((

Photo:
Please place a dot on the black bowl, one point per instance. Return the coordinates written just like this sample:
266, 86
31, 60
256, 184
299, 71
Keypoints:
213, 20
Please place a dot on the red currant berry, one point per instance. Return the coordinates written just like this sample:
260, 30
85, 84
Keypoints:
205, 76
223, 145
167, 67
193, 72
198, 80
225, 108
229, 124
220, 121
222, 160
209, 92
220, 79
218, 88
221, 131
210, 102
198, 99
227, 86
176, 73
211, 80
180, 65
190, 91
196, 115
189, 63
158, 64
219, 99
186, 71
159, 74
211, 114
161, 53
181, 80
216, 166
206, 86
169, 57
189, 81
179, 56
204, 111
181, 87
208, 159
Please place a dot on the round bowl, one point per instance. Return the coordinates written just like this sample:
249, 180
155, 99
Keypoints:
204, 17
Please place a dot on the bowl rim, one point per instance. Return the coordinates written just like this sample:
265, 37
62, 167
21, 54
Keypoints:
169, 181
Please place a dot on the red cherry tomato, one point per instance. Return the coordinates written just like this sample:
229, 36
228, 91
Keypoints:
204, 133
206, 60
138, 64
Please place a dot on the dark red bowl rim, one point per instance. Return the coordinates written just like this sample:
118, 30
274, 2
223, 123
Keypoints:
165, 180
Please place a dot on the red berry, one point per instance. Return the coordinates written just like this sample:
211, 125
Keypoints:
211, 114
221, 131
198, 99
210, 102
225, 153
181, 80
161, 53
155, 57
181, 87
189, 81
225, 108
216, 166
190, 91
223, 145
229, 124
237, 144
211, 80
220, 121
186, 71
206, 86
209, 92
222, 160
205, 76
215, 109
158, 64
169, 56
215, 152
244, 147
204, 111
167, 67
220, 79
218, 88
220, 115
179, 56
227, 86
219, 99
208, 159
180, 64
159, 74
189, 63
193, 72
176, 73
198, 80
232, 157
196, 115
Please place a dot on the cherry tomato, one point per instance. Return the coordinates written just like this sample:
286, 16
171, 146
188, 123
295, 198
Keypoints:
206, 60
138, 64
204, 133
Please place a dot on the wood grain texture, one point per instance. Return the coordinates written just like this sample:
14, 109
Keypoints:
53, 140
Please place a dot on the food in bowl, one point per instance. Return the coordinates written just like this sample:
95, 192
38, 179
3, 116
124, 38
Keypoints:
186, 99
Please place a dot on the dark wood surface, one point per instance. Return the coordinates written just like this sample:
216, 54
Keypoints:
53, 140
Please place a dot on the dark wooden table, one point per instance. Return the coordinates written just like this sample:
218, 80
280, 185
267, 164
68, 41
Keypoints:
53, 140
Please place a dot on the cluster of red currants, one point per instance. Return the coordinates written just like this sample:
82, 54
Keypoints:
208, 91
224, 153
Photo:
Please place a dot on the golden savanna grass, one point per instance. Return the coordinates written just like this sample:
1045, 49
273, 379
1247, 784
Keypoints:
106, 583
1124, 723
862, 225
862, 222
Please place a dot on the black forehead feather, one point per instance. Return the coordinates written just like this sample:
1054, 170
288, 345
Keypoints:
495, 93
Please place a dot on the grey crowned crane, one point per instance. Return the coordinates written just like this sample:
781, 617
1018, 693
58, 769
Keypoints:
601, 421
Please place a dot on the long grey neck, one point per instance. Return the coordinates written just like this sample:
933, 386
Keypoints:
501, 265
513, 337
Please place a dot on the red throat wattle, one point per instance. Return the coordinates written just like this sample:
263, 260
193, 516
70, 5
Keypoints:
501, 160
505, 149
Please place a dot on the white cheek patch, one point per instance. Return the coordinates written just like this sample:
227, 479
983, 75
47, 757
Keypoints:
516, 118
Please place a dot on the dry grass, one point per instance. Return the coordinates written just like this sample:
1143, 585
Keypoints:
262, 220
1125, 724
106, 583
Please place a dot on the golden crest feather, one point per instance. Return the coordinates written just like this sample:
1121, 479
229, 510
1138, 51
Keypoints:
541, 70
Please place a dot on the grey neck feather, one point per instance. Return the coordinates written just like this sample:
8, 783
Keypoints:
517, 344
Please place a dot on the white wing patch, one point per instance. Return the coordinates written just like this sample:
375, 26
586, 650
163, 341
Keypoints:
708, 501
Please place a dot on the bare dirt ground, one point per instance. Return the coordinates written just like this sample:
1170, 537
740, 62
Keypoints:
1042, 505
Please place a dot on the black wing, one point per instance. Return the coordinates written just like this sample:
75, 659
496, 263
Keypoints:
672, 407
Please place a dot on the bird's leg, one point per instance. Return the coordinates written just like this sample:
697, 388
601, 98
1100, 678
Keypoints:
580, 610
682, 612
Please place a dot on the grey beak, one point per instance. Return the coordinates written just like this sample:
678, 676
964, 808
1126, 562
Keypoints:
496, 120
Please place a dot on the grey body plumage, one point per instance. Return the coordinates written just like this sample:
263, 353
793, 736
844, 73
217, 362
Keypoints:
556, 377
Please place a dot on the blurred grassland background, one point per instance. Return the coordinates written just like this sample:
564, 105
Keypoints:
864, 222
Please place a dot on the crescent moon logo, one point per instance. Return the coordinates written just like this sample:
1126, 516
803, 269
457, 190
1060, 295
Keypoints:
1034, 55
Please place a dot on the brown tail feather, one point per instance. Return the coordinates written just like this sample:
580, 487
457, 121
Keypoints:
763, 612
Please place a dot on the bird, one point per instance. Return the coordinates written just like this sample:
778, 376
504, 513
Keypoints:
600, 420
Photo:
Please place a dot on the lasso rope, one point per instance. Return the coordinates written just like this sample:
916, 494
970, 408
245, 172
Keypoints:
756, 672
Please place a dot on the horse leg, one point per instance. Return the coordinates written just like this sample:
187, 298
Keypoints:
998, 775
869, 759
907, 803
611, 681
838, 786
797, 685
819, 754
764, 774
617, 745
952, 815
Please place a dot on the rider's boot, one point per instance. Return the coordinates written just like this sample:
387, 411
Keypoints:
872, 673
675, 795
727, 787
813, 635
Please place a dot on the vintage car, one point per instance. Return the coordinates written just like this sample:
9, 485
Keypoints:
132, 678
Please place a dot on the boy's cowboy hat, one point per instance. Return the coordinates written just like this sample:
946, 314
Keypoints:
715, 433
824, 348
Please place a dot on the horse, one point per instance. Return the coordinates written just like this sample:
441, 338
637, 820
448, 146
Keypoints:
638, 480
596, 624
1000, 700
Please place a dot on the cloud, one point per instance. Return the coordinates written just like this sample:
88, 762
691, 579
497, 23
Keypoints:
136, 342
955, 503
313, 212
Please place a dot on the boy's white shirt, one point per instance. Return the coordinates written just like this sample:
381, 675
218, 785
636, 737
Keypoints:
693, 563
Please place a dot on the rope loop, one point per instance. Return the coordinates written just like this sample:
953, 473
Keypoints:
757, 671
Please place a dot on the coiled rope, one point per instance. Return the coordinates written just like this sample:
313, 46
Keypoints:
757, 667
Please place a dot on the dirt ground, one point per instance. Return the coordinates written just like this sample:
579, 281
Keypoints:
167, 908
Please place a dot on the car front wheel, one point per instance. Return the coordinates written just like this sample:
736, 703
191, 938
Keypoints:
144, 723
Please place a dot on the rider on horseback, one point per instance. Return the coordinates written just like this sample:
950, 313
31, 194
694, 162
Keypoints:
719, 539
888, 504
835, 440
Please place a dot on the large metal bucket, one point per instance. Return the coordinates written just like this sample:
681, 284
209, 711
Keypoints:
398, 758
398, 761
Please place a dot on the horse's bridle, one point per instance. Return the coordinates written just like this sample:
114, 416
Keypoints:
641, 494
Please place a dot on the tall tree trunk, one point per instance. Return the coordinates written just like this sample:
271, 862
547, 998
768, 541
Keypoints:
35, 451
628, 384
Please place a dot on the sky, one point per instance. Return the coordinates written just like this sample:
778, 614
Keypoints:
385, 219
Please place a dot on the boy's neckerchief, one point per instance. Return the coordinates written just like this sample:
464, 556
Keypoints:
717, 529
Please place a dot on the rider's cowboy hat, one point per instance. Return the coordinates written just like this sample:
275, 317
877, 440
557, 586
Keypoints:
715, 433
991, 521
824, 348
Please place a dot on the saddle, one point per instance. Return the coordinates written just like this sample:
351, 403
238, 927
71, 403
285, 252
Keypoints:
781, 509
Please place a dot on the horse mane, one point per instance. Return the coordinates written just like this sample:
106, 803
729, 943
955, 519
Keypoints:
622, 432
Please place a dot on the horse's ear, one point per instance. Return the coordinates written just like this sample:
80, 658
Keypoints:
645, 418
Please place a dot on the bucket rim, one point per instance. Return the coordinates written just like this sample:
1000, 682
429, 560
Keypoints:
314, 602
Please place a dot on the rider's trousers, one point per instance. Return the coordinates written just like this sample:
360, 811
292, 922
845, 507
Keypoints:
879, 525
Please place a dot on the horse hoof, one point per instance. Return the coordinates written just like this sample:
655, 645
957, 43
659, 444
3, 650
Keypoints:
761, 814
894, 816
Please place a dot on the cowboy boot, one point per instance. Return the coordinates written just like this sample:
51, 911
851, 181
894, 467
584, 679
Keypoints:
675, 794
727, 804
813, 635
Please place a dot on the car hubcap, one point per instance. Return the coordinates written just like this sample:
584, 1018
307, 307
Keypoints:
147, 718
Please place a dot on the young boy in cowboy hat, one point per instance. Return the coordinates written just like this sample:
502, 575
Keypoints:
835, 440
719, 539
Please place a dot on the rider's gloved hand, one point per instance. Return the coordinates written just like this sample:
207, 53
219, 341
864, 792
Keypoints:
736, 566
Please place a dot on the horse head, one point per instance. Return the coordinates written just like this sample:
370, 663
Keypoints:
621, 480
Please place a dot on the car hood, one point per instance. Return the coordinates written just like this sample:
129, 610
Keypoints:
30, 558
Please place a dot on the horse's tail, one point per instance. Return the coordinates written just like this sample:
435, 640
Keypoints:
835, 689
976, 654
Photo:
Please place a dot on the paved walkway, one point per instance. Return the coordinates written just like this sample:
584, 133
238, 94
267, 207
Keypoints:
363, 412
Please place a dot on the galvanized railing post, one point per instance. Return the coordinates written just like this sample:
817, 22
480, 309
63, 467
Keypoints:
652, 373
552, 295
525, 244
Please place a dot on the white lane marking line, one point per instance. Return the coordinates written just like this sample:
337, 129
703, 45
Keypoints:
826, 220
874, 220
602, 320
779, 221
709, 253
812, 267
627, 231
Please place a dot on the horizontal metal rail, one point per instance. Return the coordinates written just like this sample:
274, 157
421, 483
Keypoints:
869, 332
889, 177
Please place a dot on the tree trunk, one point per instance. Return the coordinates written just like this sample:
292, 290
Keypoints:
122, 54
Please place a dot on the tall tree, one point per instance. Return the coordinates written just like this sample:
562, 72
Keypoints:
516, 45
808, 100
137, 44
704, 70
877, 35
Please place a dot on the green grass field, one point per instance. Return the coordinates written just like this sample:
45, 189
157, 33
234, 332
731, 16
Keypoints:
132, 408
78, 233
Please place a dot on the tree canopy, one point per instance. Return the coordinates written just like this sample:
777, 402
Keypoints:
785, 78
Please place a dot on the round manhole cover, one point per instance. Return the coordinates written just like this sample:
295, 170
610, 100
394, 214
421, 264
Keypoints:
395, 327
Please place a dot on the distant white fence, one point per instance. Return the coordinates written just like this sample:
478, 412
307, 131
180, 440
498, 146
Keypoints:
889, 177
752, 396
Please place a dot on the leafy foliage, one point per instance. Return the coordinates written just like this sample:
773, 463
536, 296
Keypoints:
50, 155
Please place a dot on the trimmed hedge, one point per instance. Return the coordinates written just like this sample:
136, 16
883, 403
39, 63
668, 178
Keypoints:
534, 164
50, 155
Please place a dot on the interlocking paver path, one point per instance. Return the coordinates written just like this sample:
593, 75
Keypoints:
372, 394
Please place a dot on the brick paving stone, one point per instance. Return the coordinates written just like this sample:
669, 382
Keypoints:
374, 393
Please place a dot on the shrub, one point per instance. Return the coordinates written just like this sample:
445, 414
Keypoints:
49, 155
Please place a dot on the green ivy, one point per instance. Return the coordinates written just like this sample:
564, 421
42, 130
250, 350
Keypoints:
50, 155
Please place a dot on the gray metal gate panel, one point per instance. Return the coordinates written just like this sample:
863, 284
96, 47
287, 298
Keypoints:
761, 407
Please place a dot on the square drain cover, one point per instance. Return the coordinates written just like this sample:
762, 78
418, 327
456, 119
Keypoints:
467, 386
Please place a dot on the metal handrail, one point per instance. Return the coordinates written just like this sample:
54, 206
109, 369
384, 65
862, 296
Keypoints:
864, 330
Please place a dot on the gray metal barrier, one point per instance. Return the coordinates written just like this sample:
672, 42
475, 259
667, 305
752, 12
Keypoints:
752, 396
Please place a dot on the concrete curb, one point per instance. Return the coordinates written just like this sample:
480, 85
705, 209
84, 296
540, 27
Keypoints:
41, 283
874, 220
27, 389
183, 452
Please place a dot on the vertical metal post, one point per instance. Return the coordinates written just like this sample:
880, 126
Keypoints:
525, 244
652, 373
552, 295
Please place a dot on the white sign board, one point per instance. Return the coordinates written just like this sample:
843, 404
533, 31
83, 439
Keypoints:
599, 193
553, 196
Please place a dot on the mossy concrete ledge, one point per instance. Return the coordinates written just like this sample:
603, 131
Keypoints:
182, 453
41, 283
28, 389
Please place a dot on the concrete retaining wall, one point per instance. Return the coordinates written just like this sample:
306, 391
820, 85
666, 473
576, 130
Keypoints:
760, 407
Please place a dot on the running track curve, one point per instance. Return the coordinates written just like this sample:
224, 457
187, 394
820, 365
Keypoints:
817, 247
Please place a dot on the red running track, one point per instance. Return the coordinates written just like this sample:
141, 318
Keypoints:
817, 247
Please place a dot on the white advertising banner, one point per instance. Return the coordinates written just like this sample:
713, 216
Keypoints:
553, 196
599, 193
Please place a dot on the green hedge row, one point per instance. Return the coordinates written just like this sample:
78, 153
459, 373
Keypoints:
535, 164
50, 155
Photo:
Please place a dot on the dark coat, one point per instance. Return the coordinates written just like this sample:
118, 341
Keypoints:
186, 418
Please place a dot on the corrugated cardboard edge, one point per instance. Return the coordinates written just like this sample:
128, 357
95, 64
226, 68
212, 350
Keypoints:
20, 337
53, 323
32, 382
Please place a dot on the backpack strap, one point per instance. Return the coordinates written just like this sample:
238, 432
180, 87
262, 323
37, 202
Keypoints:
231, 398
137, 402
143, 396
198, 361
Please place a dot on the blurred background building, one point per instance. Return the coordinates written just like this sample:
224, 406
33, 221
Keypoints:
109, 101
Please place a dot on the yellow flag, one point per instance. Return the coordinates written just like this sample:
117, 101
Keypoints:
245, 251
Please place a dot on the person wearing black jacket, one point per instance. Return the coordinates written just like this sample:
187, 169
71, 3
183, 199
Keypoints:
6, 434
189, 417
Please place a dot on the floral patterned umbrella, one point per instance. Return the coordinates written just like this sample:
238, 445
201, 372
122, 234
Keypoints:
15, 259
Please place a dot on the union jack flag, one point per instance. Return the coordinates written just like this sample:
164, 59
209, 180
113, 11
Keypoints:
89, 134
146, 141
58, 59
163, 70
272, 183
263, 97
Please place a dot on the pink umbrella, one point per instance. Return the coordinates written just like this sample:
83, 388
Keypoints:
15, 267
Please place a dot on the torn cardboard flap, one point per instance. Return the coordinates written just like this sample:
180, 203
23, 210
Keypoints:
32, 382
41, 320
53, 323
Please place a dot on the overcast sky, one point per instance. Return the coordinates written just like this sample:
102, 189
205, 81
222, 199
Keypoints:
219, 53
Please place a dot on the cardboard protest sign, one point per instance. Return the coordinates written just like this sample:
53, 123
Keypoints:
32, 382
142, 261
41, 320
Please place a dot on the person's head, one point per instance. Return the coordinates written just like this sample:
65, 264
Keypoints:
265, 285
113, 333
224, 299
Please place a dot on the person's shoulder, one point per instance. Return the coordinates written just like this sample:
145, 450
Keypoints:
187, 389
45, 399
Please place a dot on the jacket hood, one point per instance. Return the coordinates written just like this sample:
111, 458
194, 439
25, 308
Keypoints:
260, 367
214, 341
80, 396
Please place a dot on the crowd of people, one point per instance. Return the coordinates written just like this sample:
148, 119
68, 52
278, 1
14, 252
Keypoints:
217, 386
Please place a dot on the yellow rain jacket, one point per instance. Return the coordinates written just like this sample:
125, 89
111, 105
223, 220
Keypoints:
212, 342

))

TASK TO CARRY OUT - Locate the line with "Please place a dot on the union" in the entries above; extract it and every line after it, verbatim.

THE RESPONSE -
Please place a dot on the union jack flag, one point per instance. Return the coordinates written just like this sample:
164, 59
209, 180
113, 11
Keypoints:
89, 134
146, 141
58, 59
163, 70
272, 183
263, 97
Please place a dot on the pink umbrella, one point per instance. Return the coordinates written just like this sample:
83, 388
Keypoints:
15, 267
Please place a dot on the torn cardboard flap, one point per instance. Return the coordinates written just like this sample:
180, 203
23, 210
Keypoints:
32, 382
41, 320
53, 323
Please place a dot on the overcast sky, one point per instance. Return the coordinates written just like this sample:
102, 189
205, 81
222, 199
Keypoints:
219, 53
Please place a dot on the cardboard protest sign, one point per instance. Return the coordinates written just like this sample:
53, 123
Keypoints:
32, 382
142, 261
41, 320
Please place a dot on the person's head, one point per instance. Return the coordinates written just like this sample:
65, 264
Keypoints:
265, 285
113, 333
224, 299
Please place a dot on the person's shoulder, one point per instance. Return the coordinates written just like this sample:
145, 450
Keypoints:
187, 389
45, 399
Please place a dot on the jacket hood, one point per instance. Return the coordinates written just like this sample:
111, 458
194, 439
25, 308
Keypoints:
260, 367
214, 341
80, 396
Please place a dot on the crowd of people, one point per instance. Return the coordinates written just like this sample:
148, 119
68, 52
278, 1
14, 252
Keypoints:
217, 386
Please place a dot on the yellow rain jacket, one point per instance. Return the coordinates written just like this sample:
125, 89
111, 105
223, 220
Keypoints:
212, 342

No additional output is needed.